STATED PROBLEM
Write what comes next in the piece below on first-year English at Queen's, starting after its last sentence.

SUPPLIED TEXT
┏━━
Thinking about studying English at Queen's? Peter is sharing his tips on what to expect from your first year and how to get the most out of your studies.

I’m now in my third year, studying English at Queen’s and am graduating this summer (eek!). When I was in first year, I settled in so quickly – partly thanks to how enjoyable the course was. So I thought I'd share the 10 things to expect from 1st year English at Queen's: 

English in Context 

When I came to Queen’s it’s fair to say I was a little nervous. I’d only studied English Language at A Level and the idea of doing English Literature at degree level was pretty scary. However, the English in Context module was perfect. It gives you a great introduction to what it’s like to study literature at university. In the module, you really do go back to the basics, learning all the techniques, vocabularies and theoretic approaches that your uni lecturers love! This module, more than any others, will teach you to start thinking like an English Student.  

English Language 

Whether you did English Language or not at A-Level – it doesn’t matter. In the first semester, you also learn the basics of English at University level – I found this module so much better than English Language was at school! No worries if you don’t like it, because after your first semester you never have to do any language modules ever again! If you do fall in love with English Language, though, there are plenty of options to pursue this interest further. 

History of Ideas module 

The next module I want to mention is "The History of Ideas". Like English in context, you study this the first semester and it’s such a useful module. You are introduced to all the big social, historical, philosophical and moral ideas that can shape how you interpret literature. While this may not be what you imagined studying in your first year, it’s so helpful as these concepts are ones you can really draw upon in your assessments. 

 Contemporary Fiction 

I would say this is everyone’s favourite module. You read loads of different novels from present-day authors, reading books published as recently as this year-not one Shakespeare text in sight here! Instead, you’ll read works by the likes of Philip Pullman, JM Coetzee and Cormac McCarthy. It’s really refreshing to look at contemporary fiction and try to relate the texts to what is really happening in the world! 

Creative Writing 

I will admit this one might not be everyone’s cup of tea but it makes a good change from the other modules in your first year of English at Queen's. Over the course of the second semester, you’ll need to get your creative juices flowing to write poetry, prose and plays. This module is based in the appropriately named Seamus Heaney School. The famous Nobel Prize winning poet studied English at Queen’s, so maybe you can draw inspiration from him.  

"The Other Module"

This is a new module within English and I’m so jealous of students doing who get to experience it in their first year. For this module, you get to chose another topic, outside of English, to study within the AHSS faculty. This means you can do a module in a whole host of areas from modern languages to drama to politics to theology and even criminology! It's a great way to expand your horizons and study a topic you'd never get a chance to otherwise.
┗━━
EXCERPTED DATA
┏━━
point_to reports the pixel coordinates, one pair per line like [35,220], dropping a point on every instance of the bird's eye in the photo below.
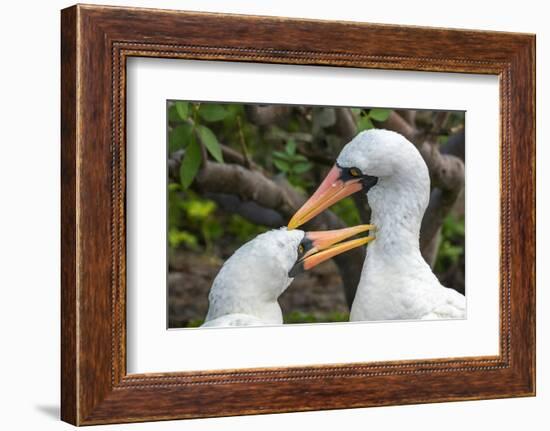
[354,172]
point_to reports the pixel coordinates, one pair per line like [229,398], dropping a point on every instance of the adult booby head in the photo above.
[246,289]
[396,282]
[381,163]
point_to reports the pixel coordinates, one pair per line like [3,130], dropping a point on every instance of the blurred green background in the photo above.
[290,145]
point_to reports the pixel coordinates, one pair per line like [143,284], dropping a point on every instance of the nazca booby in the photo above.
[246,289]
[396,282]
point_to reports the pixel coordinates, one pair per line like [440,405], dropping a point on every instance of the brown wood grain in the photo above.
[96,41]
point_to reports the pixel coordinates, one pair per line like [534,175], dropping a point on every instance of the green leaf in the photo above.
[179,137]
[211,112]
[282,165]
[291,147]
[177,237]
[299,158]
[301,167]
[364,123]
[281,155]
[173,115]
[210,142]
[191,163]
[183,109]
[379,114]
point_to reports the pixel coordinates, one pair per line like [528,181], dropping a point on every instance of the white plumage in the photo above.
[396,282]
[246,289]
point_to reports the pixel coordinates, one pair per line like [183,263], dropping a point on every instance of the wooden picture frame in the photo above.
[95,43]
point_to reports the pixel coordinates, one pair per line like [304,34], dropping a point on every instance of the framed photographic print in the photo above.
[284,208]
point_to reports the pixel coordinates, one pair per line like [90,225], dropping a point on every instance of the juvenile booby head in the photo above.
[246,289]
[396,282]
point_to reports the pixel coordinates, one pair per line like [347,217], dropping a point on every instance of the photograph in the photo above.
[286,214]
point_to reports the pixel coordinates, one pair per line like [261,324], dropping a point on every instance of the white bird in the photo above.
[246,290]
[396,282]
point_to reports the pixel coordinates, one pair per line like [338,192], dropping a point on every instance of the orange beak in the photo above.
[323,245]
[331,190]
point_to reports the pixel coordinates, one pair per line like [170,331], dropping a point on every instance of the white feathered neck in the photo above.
[252,279]
[396,282]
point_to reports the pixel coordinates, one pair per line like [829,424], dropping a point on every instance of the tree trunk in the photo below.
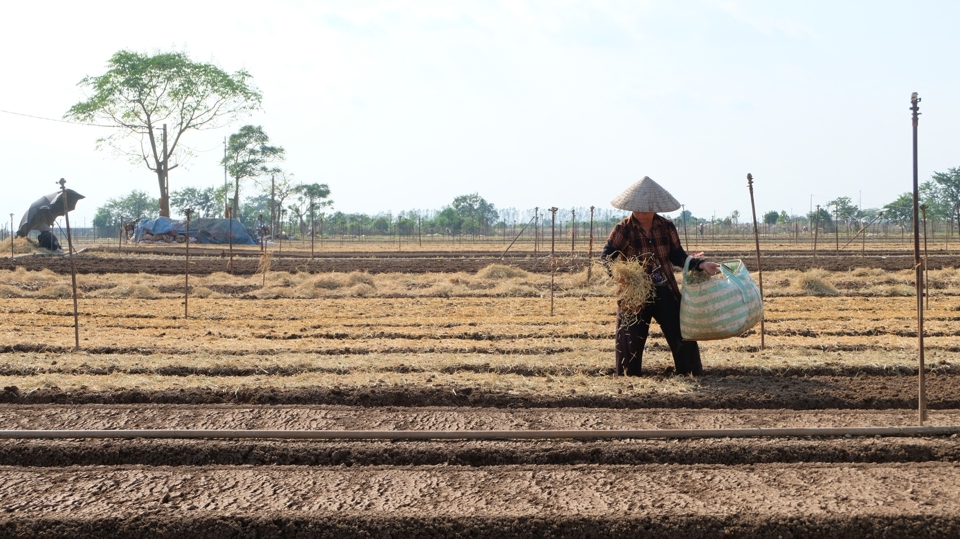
[164,196]
[236,200]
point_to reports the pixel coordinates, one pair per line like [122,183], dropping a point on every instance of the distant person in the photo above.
[46,239]
[644,233]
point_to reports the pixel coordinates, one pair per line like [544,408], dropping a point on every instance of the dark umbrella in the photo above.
[46,210]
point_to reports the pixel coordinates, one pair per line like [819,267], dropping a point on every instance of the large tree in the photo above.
[154,100]
[249,154]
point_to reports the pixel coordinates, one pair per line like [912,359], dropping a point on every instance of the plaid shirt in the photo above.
[629,239]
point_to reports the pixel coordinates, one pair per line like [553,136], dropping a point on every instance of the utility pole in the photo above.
[922,408]
[573,231]
[553,261]
[165,210]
┗━━
EXPECTED ANSWER
I won’t lie to you. You do have to do essays when studying English. Don’t let this panic you though! Your first essay is just to get you into the practice of writing an essay at degree standard. So it doesn't count towards your final degree. You’ll also be given lectures as well on how to write a good essay so you will have lots of opportunities to learn how to write essays! 

Personal Tutor 

During your first year at Queen's, there’s loads of support available. As soon as you start, you’ll be given a personal tutor as a friendly face who you can go to for advice throughout your degree. You can have regular meetings with them to talk about your essays and studies in general. (PS they’re also really useful for references at the end of your degree!) 

Peer mentors 

Not only do you have the support of your tutor, but you also have peer mentors. These are specially trained English students in their second and third year. You meet them every week and they’ve been through exactly what you're going through so they are the ones who can give the very best advice. These sessions, just like your tutorials, are a great way to not only get to know everyone else in your year - but the students in other years too.

Final Mark 

Don’t let this title scare you. Whatever you get in your first year only counts for ten percent of your overall degree. This means that even if you don’t do amazingly in your essays (you’ll be fine anyway!), your mark will only be a tiny bit of your final degree. It’s not until third year that your mark counts for 60%. This really does take the pressure off and allows you to have a bit of fun alongside your degree! 

So there you have it. What to expect from your First Year of English at Queen's!

If you want any more info about English in general then have a look at the English and Linguistics course website. Or fire a question over to me – my DMs are open on Twitter @pfmoor so get in touch!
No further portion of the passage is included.